Exercise goal: Retype all of the records precisely.

Data excerpts:
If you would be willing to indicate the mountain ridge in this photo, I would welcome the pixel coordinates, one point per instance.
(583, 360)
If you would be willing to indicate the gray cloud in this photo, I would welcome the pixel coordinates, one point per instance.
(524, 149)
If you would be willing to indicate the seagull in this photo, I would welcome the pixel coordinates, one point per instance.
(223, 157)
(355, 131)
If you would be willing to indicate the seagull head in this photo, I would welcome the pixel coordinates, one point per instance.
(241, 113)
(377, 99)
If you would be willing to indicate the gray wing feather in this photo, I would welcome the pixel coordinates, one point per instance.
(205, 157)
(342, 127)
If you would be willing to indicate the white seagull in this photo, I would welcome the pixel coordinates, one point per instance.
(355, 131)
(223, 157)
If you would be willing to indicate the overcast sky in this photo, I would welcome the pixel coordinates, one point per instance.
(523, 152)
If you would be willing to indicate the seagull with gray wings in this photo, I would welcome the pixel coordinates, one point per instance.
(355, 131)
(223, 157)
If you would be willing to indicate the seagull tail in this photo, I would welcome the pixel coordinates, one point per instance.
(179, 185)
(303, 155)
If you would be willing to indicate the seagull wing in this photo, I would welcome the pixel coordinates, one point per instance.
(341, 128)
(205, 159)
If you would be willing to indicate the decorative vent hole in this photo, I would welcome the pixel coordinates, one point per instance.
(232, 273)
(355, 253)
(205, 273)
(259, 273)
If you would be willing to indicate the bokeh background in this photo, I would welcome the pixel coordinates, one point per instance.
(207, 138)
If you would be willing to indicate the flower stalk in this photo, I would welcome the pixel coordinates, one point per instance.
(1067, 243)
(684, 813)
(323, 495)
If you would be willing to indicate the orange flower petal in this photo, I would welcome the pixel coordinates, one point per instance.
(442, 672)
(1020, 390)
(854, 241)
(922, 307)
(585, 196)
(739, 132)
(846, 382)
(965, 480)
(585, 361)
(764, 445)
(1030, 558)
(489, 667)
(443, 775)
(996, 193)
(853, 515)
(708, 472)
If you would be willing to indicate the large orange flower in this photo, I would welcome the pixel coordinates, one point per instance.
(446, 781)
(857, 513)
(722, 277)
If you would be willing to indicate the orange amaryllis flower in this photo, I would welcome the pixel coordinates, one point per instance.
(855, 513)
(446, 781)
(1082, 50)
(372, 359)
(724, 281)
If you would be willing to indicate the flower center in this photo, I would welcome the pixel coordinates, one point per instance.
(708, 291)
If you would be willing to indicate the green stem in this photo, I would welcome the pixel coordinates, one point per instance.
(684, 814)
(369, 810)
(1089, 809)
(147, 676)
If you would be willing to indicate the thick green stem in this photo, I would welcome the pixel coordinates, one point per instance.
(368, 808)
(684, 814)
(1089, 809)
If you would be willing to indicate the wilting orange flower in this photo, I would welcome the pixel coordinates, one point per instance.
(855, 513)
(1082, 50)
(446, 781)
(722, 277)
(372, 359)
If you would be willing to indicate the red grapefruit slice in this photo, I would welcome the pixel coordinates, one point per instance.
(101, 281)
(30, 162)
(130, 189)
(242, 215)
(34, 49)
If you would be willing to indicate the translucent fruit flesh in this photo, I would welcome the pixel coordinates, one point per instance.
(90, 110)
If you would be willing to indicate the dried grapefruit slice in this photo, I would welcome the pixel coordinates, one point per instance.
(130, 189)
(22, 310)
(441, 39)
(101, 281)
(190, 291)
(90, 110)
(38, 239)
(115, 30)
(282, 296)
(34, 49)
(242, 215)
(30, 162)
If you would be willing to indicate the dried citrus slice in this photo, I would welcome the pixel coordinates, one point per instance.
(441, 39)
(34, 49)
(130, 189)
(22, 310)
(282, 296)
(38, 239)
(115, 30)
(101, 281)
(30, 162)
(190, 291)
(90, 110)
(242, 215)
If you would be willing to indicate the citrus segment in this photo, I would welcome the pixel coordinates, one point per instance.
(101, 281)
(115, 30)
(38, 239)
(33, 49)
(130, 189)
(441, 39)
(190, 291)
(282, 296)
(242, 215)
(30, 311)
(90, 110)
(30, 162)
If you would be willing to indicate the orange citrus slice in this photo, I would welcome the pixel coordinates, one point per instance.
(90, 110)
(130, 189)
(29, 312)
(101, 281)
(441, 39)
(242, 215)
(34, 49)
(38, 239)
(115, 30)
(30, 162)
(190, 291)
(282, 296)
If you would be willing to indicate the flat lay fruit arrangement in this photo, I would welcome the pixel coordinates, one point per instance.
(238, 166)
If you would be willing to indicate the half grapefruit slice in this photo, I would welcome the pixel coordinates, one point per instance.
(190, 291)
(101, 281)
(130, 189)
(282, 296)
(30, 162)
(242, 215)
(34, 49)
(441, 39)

Result below:
If you would be willing to indicate the mountain ridge in this photo, I would welcome the pixel coordinates, one point per instance.
(583, 360)
If you would be willing to indicate the gray cloud in this photo, I would welcome the pixel coordinates, one point per instance.
(524, 149)
If you would be willing to indicate the seagull in this photo, I would welcome the pixel coordinates, one point per instance.
(223, 157)
(355, 131)
If you would be willing to indicate the seagull head in this photo, I would welcome the pixel coordinates, one point per instance.
(241, 113)
(377, 99)
If you would be willing to indicate the gray wing feather in this photo, I would welcome the pixel coordinates, one point per instance.
(205, 157)
(342, 127)
If you would be willing to indicate the white seagull in this photo, I would welcome the pixel coordinates, one point per instance.
(355, 131)
(223, 157)
If you would be willing to indicate the overcast sky in this photo, I would welcome the pixel coordinates, one point per instance.
(523, 152)
If you would be willing to indicate the seagull with gray wings in this photo, I would welcome the pixel coordinates, one point per instance.
(355, 131)
(223, 157)
If you would be willing to indicate the seagull tail in this photo, I would welcome the pixel coordinates, one point per instance.
(179, 185)
(303, 155)
If you would be willing to indicate the seagull wing in this photo, I would welcome the pixel coordinates, one point per instance.
(341, 128)
(205, 159)
If you would be willing to indicate the decorative vent hole in this photo, I would welcome the pixel coordinates, one point per instance.
(232, 273)
(355, 253)
(205, 273)
(259, 273)
If you would be willing to indicate the bokeh background in this photo, I would welcome the pixel coordinates, one point per instance.
(207, 138)
If you would be willing to indicate the flower stalk in this photo, I would welcome the pixel coordinates, one point per instance.
(1067, 243)
(684, 813)
(323, 495)
If you would be willing to indicate the orange flower petal in this photo, I would welcome the pixel coordinates, one point per instance.
(442, 672)
(1020, 390)
(854, 241)
(922, 307)
(585, 196)
(739, 132)
(846, 382)
(965, 480)
(585, 361)
(764, 445)
(1030, 558)
(489, 667)
(443, 775)
(996, 193)
(853, 515)
(708, 472)
If you would be willing to indicate the large orange flower in this photo, I would welcome the pixel coordinates, one point per instance.
(446, 781)
(857, 513)
(722, 277)
If you would be willing to indicate the orange amaryllis flower in this photo, I would welcome the pixel coordinates, one point per instance.
(855, 513)
(446, 781)
(1082, 50)
(372, 359)
(724, 281)
If you would be willing to indicate the flower center in this photo, I would welcome the pixel coordinates, one point per instance.
(708, 291)
If you would be willing to indicate the green stem in this photo, I would welcome the pixel coordinates, one point per instance.
(684, 814)
(369, 810)
(1089, 809)
(147, 676)
If you would be willing to indicate the thick green stem in this photo, I would welcome the pixel coordinates, one point per instance.
(368, 808)
(684, 814)
(1089, 809)
If you would be willing to indicate the wilting orange flower in this photo, I would welcome the pixel coordinates, one point per instance.
(855, 513)
(1082, 50)
(446, 781)
(722, 277)
(372, 359)
If you would be willing to indicate the red grapefruit slice in this photo, I would welcome the pixel coordinates, one point per instance.
(101, 281)
(30, 162)
(130, 189)
(242, 215)
(34, 49)
If you would be willing to indicate the translucent fruit flesh in this photo, I would welcome the pixel coordinates, one point per instance.
(90, 110)
If you would be willing to indicate the dried grapefruit slice in this photo, I would welcome the pixel coordinates, one point per instance.
(130, 189)
(22, 310)
(441, 39)
(101, 281)
(190, 291)
(90, 110)
(38, 239)
(115, 30)
(282, 296)
(34, 49)
(242, 215)
(30, 162)
If you would be willing to indicate the dried citrus slice in this photo, I would welcome the pixel coordinates, one point per instance.
(441, 39)
(34, 49)
(130, 189)
(22, 310)
(282, 296)
(38, 239)
(115, 30)
(101, 281)
(30, 162)
(190, 291)
(90, 110)
(242, 215)
If you would be willing to indicate the citrus segment in this photo, I would welcome the pixel coordinates, one point per instance.
(101, 281)
(115, 30)
(38, 239)
(33, 49)
(130, 189)
(441, 39)
(190, 291)
(282, 296)
(242, 215)
(30, 311)
(90, 110)
(30, 162)
If you would be willing to indicate the orange citrus slice in this photo, I would welcome the pixel coordinates, one point per instance.
(90, 110)
(130, 189)
(29, 312)
(101, 281)
(441, 39)
(242, 215)
(34, 49)
(38, 239)
(115, 30)
(30, 162)
(190, 291)
(282, 296)
If you would be willing to indicate the flat lay fruit arrangement in this photo, I would welcome the pixel coordinates, one point per instance.
(238, 166)
If you would be willing to indicate the half grapefruit slice in this photo, I would welcome the pixel coordinates, one point per instance.
(190, 291)
(101, 281)
(130, 189)
(282, 296)
(30, 162)
(242, 215)
(34, 49)
(441, 39)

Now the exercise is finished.